__Problem details__. Locate each line in the records below that contains the word "woman" and copy those lines out in full.

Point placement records

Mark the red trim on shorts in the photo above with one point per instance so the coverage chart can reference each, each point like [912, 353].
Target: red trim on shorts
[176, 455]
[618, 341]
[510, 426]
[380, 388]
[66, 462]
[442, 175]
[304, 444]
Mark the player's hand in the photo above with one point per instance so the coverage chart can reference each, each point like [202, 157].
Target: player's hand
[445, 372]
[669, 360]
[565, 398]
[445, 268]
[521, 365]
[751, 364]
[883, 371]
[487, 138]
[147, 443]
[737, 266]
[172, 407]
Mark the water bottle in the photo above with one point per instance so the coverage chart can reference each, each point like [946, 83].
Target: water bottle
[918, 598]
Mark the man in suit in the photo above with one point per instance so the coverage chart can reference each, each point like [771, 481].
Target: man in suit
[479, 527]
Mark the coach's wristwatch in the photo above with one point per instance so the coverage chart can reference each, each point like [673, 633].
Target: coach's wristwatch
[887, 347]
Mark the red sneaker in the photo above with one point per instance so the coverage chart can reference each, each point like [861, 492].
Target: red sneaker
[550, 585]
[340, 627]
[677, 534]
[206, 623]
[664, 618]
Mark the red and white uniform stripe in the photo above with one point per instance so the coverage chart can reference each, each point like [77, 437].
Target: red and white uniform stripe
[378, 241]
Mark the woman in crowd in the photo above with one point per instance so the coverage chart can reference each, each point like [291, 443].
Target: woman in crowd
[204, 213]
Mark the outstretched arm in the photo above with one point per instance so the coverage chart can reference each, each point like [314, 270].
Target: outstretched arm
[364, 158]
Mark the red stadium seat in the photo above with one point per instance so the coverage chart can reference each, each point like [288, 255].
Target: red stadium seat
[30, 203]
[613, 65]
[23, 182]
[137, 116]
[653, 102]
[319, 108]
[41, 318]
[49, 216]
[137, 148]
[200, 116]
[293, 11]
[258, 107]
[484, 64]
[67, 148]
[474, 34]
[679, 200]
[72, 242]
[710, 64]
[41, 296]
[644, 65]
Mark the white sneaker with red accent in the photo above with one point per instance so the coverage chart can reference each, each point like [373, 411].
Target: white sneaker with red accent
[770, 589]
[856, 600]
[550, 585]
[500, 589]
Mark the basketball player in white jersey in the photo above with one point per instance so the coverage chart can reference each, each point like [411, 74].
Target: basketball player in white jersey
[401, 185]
* * *
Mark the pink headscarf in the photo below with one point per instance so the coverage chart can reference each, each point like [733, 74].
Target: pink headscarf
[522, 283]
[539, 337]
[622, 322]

__Solution to this problem__.
Mark the woman in crowd in the photo above with one point per instance so the coverage chart can reference each, each point like [291, 443].
Target: woman in crowd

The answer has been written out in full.